=== Section Start ===

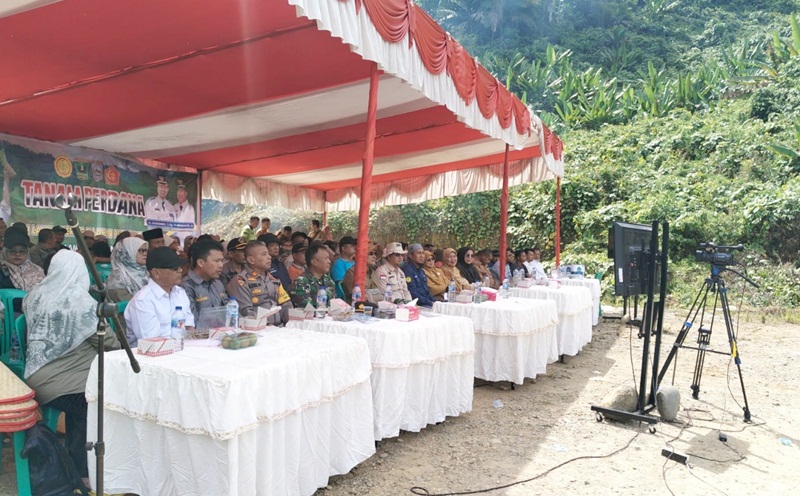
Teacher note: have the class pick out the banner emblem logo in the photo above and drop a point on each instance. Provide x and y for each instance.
(97, 171)
(112, 176)
(63, 166)
(83, 171)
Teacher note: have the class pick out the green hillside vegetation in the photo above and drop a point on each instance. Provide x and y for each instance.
(684, 111)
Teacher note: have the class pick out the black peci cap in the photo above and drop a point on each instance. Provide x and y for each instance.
(164, 257)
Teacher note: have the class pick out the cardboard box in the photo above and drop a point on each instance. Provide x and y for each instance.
(156, 346)
(464, 298)
(218, 333)
(407, 314)
(525, 283)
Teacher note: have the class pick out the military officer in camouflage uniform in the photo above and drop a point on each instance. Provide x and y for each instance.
(254, 287)
(306, 286)
(202, 284)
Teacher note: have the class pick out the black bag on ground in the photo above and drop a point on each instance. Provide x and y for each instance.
(52, 470)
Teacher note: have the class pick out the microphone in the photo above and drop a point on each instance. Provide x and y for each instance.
(64, 203)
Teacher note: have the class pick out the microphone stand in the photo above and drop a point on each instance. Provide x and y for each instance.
(105, 310)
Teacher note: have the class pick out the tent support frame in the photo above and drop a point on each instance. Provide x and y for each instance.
(365, 197)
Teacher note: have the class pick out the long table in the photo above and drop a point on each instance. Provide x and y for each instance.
(515, 338)
(594, 287)
(277, 418)
(422, 371)
(574, 314)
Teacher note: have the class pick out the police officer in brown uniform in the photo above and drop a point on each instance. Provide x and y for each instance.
(236, 264)
(254, 287)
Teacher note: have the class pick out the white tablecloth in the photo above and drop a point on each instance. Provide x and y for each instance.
(514, 338)
(594, 287)
(574, 314)
(422, 370)
(278, 418)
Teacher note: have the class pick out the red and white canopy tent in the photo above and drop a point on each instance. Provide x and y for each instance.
(315, 104)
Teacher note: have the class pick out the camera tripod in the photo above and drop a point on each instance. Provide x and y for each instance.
(716, 285)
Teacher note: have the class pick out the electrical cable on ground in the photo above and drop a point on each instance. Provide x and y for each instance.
(421, 491)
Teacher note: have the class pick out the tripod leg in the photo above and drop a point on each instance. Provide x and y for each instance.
(734, 347)
(687, 326)
(703, 340)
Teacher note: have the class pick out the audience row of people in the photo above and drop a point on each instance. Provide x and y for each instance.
(155, 275)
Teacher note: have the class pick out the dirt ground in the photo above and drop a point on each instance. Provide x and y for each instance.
(548, 422)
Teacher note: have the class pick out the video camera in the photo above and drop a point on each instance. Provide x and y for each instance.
(719, 255)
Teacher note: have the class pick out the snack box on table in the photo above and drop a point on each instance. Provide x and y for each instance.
(407, 314)
(156, 346)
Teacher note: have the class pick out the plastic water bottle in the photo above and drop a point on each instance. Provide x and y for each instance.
(387, 295)
(232, 314)
(178, 325)
(322, 303)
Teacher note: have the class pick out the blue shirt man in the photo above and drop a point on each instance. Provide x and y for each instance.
(347, 253)
(415, 276)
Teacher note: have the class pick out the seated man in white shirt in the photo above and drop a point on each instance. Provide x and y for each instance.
(149, 313)
(535, 268)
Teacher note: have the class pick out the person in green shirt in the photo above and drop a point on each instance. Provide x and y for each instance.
(305, 288)
(249, 231)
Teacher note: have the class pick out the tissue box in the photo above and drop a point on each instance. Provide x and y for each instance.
(300, 314)
(407, 314)
(479, 297)
(252, 324)
(156, 346)
(220, 332)
(464, 298)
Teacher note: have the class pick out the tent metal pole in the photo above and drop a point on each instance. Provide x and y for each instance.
(504, 218)
(362, 240)
(558, 221)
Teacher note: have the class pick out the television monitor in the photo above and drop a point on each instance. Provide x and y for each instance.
(630, 249)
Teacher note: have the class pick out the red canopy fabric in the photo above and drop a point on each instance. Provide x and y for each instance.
(273, 89)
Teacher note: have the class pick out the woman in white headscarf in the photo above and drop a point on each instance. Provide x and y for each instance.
(128, 271)
(62, 340)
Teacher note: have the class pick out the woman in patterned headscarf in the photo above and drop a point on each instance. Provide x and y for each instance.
(450, 269)
(128, 271)
(62, 340)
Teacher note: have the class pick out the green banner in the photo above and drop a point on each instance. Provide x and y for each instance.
(111, 193)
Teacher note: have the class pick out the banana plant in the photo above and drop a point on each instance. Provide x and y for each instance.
(785, 150)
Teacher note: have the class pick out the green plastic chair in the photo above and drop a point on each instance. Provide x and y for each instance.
(7, 297)
(17, 363)
(21, 465)
(49, 415)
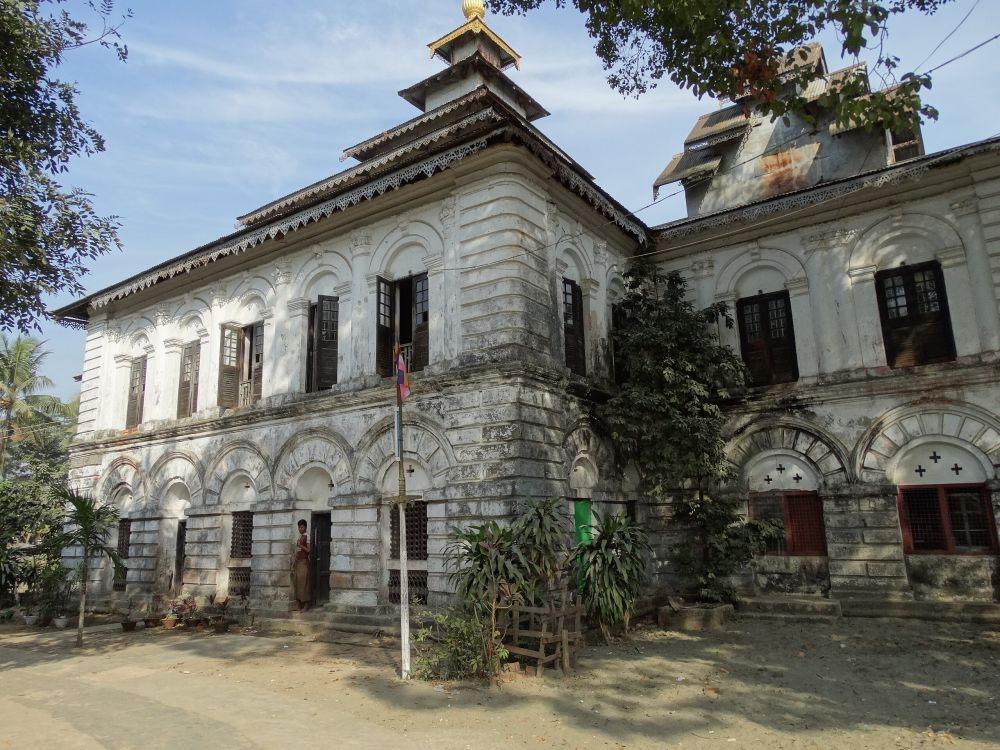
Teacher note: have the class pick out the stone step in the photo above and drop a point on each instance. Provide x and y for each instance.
(977, 612)
(805, 608)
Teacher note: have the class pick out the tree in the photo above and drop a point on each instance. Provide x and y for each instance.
(22, 409)
(667, 419)
(88, 524)
(48, 231)
(752, 48)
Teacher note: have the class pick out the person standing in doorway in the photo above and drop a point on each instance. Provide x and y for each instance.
(301, 588)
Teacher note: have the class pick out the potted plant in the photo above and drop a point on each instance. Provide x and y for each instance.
(128, 622)
(221, 620)
(154, 612)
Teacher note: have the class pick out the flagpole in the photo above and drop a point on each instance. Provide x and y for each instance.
(404, 583)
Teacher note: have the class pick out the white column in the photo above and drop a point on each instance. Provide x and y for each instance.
(120, 387)
(869, 325)
(436, 329)
(806, 351)
(170, 378)
(296, 343)
(980, 274)
(961, 303)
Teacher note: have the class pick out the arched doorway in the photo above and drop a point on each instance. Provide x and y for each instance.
(312, 490)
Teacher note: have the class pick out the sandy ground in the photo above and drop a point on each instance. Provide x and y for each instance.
(855, 684)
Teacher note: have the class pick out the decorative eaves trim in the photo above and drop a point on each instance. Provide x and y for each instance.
(296, 221)
(340, 179)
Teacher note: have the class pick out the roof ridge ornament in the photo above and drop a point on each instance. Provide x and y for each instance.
(474, 9)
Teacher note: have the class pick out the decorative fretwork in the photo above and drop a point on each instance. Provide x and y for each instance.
(239, 581)
(417, 580)
(242, 542)
(416, 531)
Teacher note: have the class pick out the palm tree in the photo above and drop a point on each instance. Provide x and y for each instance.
(20, 381)
(88, 525)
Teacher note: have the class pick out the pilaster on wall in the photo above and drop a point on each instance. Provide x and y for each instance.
(270, 577)
(865, 544)
(143, 552)
(204, 535)
(355, 567)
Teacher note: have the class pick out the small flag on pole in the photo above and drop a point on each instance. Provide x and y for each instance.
(402, 376)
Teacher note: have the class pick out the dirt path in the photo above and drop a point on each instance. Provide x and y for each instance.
(856, 684)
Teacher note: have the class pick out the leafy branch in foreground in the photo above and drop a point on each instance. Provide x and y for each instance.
(741, 49)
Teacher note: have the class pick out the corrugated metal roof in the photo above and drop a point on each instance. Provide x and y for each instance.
(688, 164)
(733, 118)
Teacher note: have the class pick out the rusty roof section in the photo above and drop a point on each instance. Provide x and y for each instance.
(732, 119)
(687, 165)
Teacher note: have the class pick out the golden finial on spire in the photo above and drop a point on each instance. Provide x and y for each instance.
(473, 9)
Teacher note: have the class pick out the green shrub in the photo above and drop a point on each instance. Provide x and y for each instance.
(613, 566)
(458, 645)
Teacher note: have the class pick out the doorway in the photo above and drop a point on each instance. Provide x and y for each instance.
(320, 563)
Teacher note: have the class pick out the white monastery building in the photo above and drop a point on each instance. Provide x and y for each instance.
(232, 390)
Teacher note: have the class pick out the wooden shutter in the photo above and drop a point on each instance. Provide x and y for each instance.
(767, 338)
(325, 342)
(256, 332)
(421, 323)
(385, 316)
(229, 367)
(311, 351)
(136, 392)
(573, 327)
(913, 307)
(805, 533)
(617, 358)
(187, 389)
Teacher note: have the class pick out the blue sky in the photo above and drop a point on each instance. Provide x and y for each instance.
(223, 106)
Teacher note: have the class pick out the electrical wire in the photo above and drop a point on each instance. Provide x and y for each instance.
(949, 36)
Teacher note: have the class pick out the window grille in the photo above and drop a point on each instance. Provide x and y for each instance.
(124, 536)
(801, 516)
(416, 531)
(945, 518)
(239, 581)
(242, 541)
(417, 580)
(767, 338)
(916, 327)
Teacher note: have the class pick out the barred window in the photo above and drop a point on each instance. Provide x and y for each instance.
(417, 583)
(242, 541)
(416, 531)
(800, 514)
(947, 519)
(239, 581)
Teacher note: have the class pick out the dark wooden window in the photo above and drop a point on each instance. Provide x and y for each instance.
(124, 541)
(916, 326)
(416, 531)
(947, 519)
(241, 545)
(767, 338)
(241, 365)
(322, 352)
(402, 314)
(187, 390)
(239, 582)
(801, 515)
(417, 583)
(136, 392)
(576, 349)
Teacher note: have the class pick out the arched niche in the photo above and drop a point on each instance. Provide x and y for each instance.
(937, 460)
(963, 426)
(314, 486)
(781, 470)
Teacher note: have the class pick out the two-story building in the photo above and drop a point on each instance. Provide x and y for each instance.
(864, 277)
(232, 390)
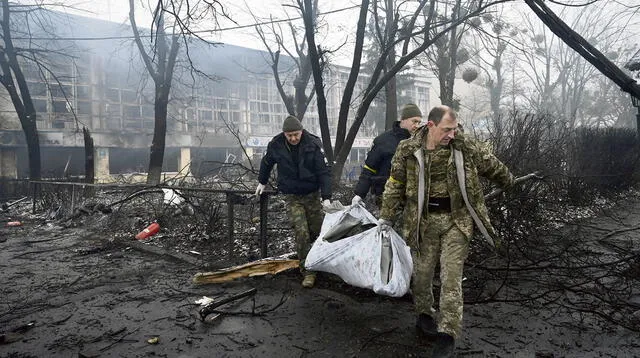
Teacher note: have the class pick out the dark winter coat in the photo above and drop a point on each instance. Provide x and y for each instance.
(375, 172)
(308, 175)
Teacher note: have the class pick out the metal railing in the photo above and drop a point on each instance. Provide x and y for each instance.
(233, 197)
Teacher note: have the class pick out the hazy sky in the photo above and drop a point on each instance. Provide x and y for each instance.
(231, 33)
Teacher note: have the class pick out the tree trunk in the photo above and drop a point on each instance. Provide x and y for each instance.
(89, 161)
(391, 111)
(22, 102)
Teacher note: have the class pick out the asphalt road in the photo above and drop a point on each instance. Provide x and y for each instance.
(74, 293)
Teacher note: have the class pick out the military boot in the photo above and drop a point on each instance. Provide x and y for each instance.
(444, 346)
(427, 325)
(309, 279)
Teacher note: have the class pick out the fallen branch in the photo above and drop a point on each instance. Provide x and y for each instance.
(256, 268)
(210, 308)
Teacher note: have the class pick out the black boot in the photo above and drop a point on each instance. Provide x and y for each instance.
(427, 325)
(444, 346)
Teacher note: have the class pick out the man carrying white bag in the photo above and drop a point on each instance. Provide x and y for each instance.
(375, 259)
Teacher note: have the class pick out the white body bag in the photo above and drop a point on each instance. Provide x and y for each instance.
(377, 261)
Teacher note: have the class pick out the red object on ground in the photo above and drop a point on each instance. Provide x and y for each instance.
(149, 231)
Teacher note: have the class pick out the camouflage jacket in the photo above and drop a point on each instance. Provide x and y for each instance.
(408, 186)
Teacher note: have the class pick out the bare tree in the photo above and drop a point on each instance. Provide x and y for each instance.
(13, 80)
(298, 102)
(160, 60)
(422, 29)
(584, 48)
(160, 57)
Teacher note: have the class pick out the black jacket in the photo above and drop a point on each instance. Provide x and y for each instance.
(308, 175)
(375, 172)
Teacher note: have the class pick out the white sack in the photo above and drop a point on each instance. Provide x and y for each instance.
(357, 259)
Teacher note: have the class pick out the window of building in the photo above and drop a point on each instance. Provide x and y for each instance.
(113, 94)
(83, 92)
(61, 90)
(205, 116)
(131, 111)
(40, 105)
(60, 107)
(84, 107)
(148, 111)
(37, 89)
(129, 96)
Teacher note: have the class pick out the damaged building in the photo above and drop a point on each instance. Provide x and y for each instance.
(97, 81)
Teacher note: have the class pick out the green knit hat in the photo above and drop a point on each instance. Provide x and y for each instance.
(291, 124)
(410, 110)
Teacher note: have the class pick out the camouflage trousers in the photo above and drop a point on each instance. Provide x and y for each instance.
(440, 241)
(306, 216)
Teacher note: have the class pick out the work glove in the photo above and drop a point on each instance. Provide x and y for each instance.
(259, 189)
(384, 226)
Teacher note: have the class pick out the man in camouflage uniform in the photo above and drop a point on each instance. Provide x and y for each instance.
(434, 181)
(302, 171)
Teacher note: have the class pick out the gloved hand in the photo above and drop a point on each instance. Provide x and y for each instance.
(357, 200)
(384, 225)
(326, 205)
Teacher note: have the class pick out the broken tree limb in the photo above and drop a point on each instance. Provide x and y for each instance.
(210, 308)
(256, 268)
(518, 180)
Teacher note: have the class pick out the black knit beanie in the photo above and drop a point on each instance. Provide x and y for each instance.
(410, 110)
(291, 124)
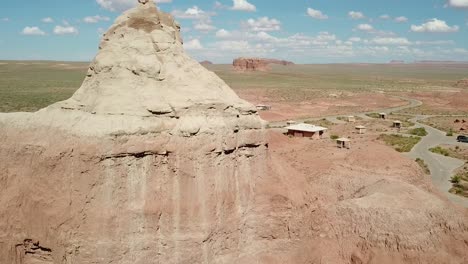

=== Section End ===

# Exercise aim:
Take the line containing "Teacher note: have the class pick out the man in" through the last line of the material and retype exactly those lines, both ends included, with no pictures.

# Written solution:
Teacher note: have the class pick out the man in camouflage uniform in the photo above and drop a point on each instance. Provide x and y for each instance.
(434, 181)
(302, 171)
Teacher note: have the class pick out the gloved hand in the photo above and drop a point on each instance. Provide x and y for each instance.
(357, 200)
(384, 225)
(326, 205)
Teacher note: have the class pick out the broken tree limb in the photo above and drop a point on each instance. Provide x and y for each instance.
(210, 308)
(256, 268)
(518, 180)
Teacher note: have the class pick out the black knit beanie in the photo above and drop a point on each instance. Provide x and y for each instance.
(410, 110)
(291, 124)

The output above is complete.